EXERCISE
Carry on the passage about heart surgery for infective endocarditis linked to drug use, starting right after its last sentence.

"Fueled by the burgeoning opioid epidemic, valve surgeries for SUD-related infective endocarditis are increasing," said Alysse Wurcel, MD, an infectious disease physician from Tufts Medical Center in Boston. "This study helps us better understand the timing of the vulnerable, distinct period of increased disparities in mortality so that we can proactively investigate ways to improve outcomes."
Dr. Wurcel and colleagues queried The Society of Thoracic Surgeons Adult Cardiac Surgery Database for data related to patients who underwent heart surgery between January 2002 and December 2016 after an IE diagnosis.
The researchers also reviewed notes and toxicology screens included in the institutional medical records, identifying those with illicit drug use. Of the 228 patients who had surgery for IE during that time frame, 80 patients (35%) had SUD-IE and also were significantly younger than the non-SUD-IE patients (38 years old vs. 60 years old).
IE is a life-threatening bacterial infection in the endocardium,
which is the inner lining of the heart chambers and valves. While this condition is often associated with heart defects or abnormal valves, it also is a notorious complication after using unsanitary needles and syringes to inject drugs, as bacteria from the skin's surface and injection equipment release directly into the bloodstream. Despite medical advances, SUD-IE remains difficult to treat and has a high recurrence rate.

INFORMATION
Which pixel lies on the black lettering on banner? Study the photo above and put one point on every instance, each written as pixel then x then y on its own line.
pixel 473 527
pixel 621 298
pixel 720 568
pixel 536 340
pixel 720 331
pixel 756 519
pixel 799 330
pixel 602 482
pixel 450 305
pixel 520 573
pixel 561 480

TASK RESULT
"Substance use disorder adds another layer to the complexity of managing postoperative valvular heart disease," Dr. Wurcel said.
According to the Centers for Disease Control and Prevention, people with SUD-IE are 10 times more likely than other patients with IE to require a second surgery or die months after leaving the hospital. This research concurred, showing that repeat valve replacement for IE was more likely to happen in people with SUD than in those without (14% vs. 3%).
The researchers also found that 86 of the 228 patients died (38%), with a higher percentage of deaths in the SUD-IE group than in the non-SUD-IE group (48% vs. 32%). Recurrent IE, overdose, and liver failure were among the likely causes of death, which—for 41% of the patients with SUD-IE—occurred between 6 months to 5 years after surgery.
Dr. Wurcel explained that in this "midterm" period, patients with SUD-IE often find themselves with unstable housing conditions, limited access to transportation, and other challenges that prevent them from utilizing addiction-related services.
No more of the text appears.